** BEGIN EXTRACTED ENTRIES **

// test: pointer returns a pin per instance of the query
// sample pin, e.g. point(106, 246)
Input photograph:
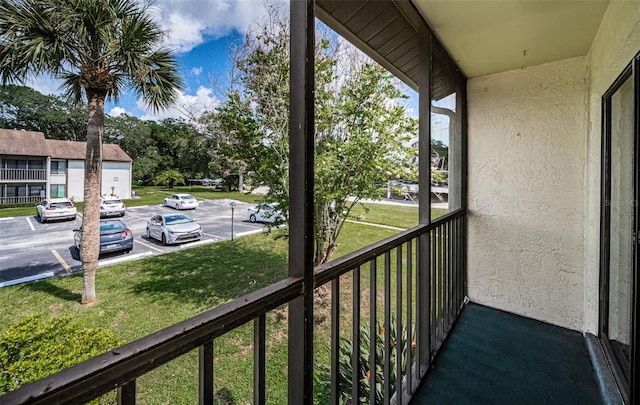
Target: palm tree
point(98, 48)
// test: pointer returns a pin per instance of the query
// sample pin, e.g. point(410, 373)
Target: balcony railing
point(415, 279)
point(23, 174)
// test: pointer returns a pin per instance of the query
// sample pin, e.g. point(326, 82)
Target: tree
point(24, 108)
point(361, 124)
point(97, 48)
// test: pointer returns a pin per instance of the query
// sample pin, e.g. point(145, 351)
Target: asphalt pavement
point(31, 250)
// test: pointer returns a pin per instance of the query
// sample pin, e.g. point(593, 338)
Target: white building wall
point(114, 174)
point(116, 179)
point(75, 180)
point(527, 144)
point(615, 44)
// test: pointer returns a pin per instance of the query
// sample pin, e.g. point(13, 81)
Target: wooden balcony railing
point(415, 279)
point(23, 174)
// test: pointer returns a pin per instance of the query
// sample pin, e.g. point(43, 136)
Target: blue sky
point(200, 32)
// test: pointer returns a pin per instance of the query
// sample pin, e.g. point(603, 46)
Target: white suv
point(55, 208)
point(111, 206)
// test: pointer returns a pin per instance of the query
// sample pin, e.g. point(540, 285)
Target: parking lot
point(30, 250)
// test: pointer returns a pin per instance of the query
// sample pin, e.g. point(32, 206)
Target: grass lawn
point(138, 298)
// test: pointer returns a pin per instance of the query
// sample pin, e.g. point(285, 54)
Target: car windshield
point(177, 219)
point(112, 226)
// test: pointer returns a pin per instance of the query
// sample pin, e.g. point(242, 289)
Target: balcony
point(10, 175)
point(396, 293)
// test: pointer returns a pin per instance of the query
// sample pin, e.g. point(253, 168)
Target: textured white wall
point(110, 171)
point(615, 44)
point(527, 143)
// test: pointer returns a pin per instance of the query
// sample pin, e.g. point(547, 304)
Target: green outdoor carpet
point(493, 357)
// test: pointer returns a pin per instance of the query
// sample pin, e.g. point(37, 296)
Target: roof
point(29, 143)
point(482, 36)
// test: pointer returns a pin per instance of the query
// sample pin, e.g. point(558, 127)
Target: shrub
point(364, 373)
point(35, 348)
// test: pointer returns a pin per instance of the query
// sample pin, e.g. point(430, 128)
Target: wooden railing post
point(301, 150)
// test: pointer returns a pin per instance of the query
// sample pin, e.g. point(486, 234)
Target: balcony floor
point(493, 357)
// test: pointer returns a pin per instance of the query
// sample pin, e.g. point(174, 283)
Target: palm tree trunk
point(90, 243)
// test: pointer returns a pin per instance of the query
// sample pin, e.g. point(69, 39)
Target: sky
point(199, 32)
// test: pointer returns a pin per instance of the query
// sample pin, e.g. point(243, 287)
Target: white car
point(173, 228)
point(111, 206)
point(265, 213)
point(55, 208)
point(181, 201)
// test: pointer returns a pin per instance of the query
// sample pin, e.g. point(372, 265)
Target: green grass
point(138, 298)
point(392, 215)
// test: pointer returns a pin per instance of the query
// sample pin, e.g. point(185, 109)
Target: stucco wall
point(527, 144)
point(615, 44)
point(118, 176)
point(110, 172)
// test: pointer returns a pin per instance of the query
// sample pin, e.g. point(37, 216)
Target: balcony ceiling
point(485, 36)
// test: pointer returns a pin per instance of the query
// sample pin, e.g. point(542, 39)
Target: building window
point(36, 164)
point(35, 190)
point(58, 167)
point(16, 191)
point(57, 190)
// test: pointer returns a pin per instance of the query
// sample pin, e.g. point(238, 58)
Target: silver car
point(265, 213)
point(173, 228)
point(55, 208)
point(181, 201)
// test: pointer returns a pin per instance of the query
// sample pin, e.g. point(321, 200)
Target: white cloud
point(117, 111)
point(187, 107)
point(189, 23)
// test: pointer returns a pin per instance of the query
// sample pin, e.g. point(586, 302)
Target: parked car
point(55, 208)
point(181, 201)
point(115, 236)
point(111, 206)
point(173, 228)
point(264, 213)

** END EXTRACTED ENTRIES **
** BEGIN EXTRACTED ENTRIES **

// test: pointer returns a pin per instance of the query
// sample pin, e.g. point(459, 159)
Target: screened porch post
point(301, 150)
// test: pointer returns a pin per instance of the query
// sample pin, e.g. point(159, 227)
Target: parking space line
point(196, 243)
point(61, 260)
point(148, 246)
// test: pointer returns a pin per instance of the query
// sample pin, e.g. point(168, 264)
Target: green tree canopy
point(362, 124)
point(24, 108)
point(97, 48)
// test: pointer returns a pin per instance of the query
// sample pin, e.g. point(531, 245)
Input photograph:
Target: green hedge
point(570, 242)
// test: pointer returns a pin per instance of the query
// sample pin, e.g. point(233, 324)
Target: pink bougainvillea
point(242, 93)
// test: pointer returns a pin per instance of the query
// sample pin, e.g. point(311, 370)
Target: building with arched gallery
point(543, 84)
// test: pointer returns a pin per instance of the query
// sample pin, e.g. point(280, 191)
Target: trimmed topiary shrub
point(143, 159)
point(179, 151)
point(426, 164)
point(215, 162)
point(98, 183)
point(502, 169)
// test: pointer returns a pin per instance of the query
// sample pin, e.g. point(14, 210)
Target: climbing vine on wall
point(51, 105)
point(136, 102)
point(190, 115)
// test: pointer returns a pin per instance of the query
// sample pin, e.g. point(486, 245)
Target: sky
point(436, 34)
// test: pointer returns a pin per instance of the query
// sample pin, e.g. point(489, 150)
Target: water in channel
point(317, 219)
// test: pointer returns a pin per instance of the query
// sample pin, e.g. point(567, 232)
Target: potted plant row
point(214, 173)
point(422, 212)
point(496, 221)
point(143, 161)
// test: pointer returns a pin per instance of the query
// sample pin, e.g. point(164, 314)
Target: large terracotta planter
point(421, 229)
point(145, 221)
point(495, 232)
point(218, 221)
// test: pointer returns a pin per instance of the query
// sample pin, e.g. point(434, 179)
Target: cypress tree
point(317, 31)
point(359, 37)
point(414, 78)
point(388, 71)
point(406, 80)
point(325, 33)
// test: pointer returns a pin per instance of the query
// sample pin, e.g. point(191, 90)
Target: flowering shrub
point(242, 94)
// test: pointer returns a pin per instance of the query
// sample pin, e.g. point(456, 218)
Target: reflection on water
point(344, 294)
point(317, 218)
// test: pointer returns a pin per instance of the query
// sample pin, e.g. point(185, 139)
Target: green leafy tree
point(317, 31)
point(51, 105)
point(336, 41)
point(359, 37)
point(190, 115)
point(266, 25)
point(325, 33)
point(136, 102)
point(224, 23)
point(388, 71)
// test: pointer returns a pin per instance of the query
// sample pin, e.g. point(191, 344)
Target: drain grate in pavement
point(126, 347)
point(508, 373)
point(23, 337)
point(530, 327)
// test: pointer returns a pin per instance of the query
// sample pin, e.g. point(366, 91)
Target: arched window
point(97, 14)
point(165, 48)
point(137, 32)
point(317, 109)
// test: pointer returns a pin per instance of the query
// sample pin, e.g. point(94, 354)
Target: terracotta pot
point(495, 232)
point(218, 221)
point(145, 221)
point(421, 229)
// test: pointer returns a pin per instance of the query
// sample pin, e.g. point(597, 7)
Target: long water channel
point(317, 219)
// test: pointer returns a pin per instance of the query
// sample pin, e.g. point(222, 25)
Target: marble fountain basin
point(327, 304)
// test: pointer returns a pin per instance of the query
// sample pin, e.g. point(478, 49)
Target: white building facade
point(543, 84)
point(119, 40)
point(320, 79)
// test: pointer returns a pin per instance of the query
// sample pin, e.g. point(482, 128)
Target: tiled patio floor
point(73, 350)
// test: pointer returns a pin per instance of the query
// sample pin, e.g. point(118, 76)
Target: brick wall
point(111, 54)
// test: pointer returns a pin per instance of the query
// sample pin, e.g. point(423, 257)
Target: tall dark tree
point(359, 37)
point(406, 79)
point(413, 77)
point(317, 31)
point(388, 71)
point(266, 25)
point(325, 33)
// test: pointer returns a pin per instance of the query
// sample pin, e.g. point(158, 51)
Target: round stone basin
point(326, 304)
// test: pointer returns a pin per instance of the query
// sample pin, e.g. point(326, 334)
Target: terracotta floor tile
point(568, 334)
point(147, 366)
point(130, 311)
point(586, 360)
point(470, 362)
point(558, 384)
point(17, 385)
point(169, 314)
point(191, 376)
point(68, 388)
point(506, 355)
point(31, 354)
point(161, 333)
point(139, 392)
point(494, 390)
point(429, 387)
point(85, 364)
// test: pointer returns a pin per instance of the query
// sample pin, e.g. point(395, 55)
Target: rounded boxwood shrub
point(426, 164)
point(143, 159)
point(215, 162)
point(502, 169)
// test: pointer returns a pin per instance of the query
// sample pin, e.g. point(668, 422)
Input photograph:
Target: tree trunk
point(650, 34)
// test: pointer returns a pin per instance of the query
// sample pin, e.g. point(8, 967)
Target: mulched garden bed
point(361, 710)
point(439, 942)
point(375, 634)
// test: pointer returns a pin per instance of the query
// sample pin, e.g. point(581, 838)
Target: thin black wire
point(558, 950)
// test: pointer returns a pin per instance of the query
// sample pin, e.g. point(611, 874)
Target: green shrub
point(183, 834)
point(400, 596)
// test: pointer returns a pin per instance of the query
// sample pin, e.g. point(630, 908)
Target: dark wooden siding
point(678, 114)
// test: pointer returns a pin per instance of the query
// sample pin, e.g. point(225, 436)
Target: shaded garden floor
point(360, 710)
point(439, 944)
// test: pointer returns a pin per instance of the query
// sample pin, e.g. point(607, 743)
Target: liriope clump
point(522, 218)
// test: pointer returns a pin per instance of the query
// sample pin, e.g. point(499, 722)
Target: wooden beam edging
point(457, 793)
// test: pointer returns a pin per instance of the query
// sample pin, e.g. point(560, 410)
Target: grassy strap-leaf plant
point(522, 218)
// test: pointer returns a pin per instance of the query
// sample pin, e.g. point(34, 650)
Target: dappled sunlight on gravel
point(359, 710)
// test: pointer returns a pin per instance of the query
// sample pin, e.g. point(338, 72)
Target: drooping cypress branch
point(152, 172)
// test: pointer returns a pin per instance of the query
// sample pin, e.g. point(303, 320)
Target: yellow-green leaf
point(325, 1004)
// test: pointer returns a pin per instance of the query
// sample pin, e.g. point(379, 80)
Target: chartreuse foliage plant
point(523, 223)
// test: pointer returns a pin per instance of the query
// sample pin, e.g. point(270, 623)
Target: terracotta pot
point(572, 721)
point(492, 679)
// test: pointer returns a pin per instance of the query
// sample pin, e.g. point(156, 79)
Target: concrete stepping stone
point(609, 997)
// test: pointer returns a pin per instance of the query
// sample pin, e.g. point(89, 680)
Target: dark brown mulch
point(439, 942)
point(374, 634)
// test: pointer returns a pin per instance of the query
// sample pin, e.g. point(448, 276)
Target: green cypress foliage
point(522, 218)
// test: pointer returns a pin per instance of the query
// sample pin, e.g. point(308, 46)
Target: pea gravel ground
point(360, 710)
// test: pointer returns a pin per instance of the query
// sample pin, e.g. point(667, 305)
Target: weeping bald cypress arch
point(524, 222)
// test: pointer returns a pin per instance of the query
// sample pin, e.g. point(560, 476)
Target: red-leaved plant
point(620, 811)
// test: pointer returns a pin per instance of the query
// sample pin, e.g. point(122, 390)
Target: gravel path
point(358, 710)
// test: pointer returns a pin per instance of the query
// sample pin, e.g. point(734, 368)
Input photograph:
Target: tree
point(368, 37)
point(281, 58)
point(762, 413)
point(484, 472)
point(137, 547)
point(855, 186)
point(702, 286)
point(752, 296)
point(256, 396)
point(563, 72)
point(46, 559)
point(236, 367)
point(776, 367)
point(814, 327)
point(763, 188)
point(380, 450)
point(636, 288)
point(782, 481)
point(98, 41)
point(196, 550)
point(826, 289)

** END EXTRACTED ENTRIES **

Collect every line from the two blocks above that contains the word "wooden", matching its case.

Target: wooden balcony railing
Target: wooden railing post
Target: dark wooden siding
Target: wooden beam edging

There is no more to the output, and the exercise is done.